Document text.

Rodney GRAHAM, Appellant,
v.
STATE of Florida, Appellee.

No. 94-1576.

District Court of Appeal of Florida, Fifth District.

August 26, 1994.

Rodney Graham, pro se.

No appearance for appellee.

DIAMANTIS, Judge.

Rodney Graham appeals the summary denial of his rule 3.800(a)[1] motion to correct an illegal sentence, contending that his sentence is illegal because it exceeds the agreed sentence under his plea agreement. The record reflects that Graham pled nolo contendere to two second-degree felonies, which are each punishable by a prison sentence not to exceed 15 years,[2] in return for a prison sentence of 5 1/2 years; however, the trial court sentenced Graham to a split sentence of 5 1/2 years incarceration followed by 5 years probation. We affirm because a sentence *512 which is otherwise legal is not rendered illegal merely because it exceeds an agreed sentence under a plea agreement. As the court in Judge v. State, 596 So. 2d 73 (Fla. 2d DCA 1991), rev. denied, 613 So. 2d 5 (Fla. 1992), explained:

Rule 3.800(a) is intended to provide relief for a narrow category of cases in which the sentence imposes a penalty that is simply not authorized by law. It is concerned primarily with whether the terms and conditions of the punishment for a particular offense are permissible as a matter of law. It is not a vehicle designed to re-examine whether the procedure employed to impose the punishment comported with statutory law and due process.

Data section.
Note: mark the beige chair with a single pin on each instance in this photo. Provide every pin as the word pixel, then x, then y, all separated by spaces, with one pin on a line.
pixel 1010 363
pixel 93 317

Requirement.
Write out everything in the court opinion above from "STATE of Florida, Appellee." down to "DIAMANTIS, Judge.", word for word.

Answer for the task.
STATE of Florida, Appellee.

No. 94-1576.

District Court of Appeal of Florida, Fifth District.

August 26, 1994.

Rodney Graham, pro se.

No appearance for appellee.

DIAMANTIS, Judge.